PROBLEM STATEMENT:
With images removed, transcribe each record exactly as it appears.

TASK DATA:
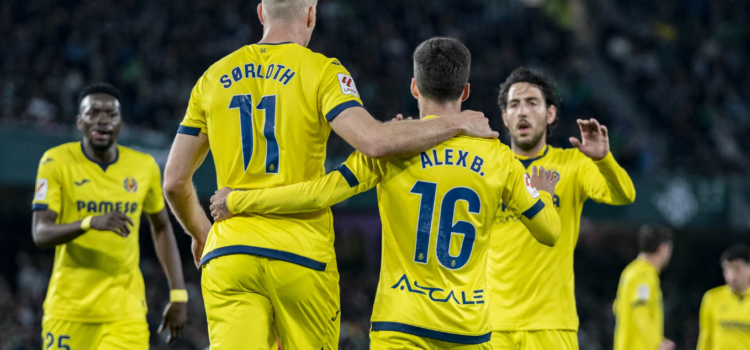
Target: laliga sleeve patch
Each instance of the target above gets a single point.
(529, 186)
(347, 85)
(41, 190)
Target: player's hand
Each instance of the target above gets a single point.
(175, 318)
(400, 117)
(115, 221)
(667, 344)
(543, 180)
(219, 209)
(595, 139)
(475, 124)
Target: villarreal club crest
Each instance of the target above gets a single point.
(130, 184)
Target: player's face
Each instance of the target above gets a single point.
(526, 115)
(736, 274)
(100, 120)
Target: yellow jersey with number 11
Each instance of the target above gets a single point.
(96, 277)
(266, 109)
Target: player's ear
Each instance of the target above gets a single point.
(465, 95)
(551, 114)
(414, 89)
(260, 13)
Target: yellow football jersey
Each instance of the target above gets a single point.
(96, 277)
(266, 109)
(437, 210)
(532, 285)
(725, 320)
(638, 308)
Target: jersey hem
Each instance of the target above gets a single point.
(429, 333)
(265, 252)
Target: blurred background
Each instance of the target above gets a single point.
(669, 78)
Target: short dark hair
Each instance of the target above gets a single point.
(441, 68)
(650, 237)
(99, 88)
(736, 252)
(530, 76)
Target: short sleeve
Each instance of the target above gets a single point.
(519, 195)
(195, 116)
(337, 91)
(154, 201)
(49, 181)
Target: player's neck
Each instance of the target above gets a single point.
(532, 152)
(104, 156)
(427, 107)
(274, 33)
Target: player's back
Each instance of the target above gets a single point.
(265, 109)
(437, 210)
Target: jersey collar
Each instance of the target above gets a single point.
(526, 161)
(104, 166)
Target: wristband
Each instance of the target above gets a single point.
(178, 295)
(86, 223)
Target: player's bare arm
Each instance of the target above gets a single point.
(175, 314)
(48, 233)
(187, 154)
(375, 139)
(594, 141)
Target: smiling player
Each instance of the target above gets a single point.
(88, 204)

RESPONSE TO THIS EXERCISE:
Target: laliga sleeve patch
Each instance of the target above gets a single point.
(529, 186)
(347, 85)
(41, 190)
Target: player's hand
Each instance of the target above gets a single point.
(175, 318)
(400, 117)
(115, 221)
(667, 344)
(543, 180)
(219, 209)
(595, 139)
(475, 124)
Target: villarreal club crest
Each instance of the target above gets a single point.
(130, 184)
Target: player's face
Each instance of the target above gets a single point.
(526, 115)
(736, 274)
(100, 120)
Target: yellow jersey with number 11
Each instance of the target above gets a single point.
(96, 277)
(266, 109)
Target: player's ear
Each instance of the target above gets a single point.
(465, 95)
(551, 114)
(414, 89)
(260, 13)
Target: yellow football jersey
Each instance of the target above gets a single point.
(96, 277)
(266, 109)
(437, 210)
(532, 285)
(725, 320)
(638, 308)
Target: jersey hem
Each instance of the target above gets a single point.
(429, 333)
(265, 252)
Target: blurred background
Each instance of the target above gets a single point.
(669, 78)
Target: short dark hair
Each instance of the target above gets a single point.
(441, 68)
(650, 237)
(99, 88)
(736, 252)
(530, 76)
Target: short sleeve
Each instance of the target above gets a single point.
(519, 195)
(195, 116)
(337, 91)
(154, 201)
(49, 181)
Target: player's neck
Each instance of the target above gets a single point.
(532, 152)
(104, 156)
(427, 107)
(274, 33)
Target: player's back
Each instance of the target above gets a single point.
(265, 109)
(437, 210)
Target: jersey collar
Each instance of the target above gets a single point.
(526, 161)
(104, 166)
Target: wristband
Each instance of the target above gets a single point.
(178, 295)
(86, 223)
Target: player's bare arm
Each instance of the target above gets a single point.
(175, 314)
(48, 233)
(187, 154)
(375, 139)
(594, 141)
Target: smiling player
Each instance of the target above gets a single point.
(88, 204)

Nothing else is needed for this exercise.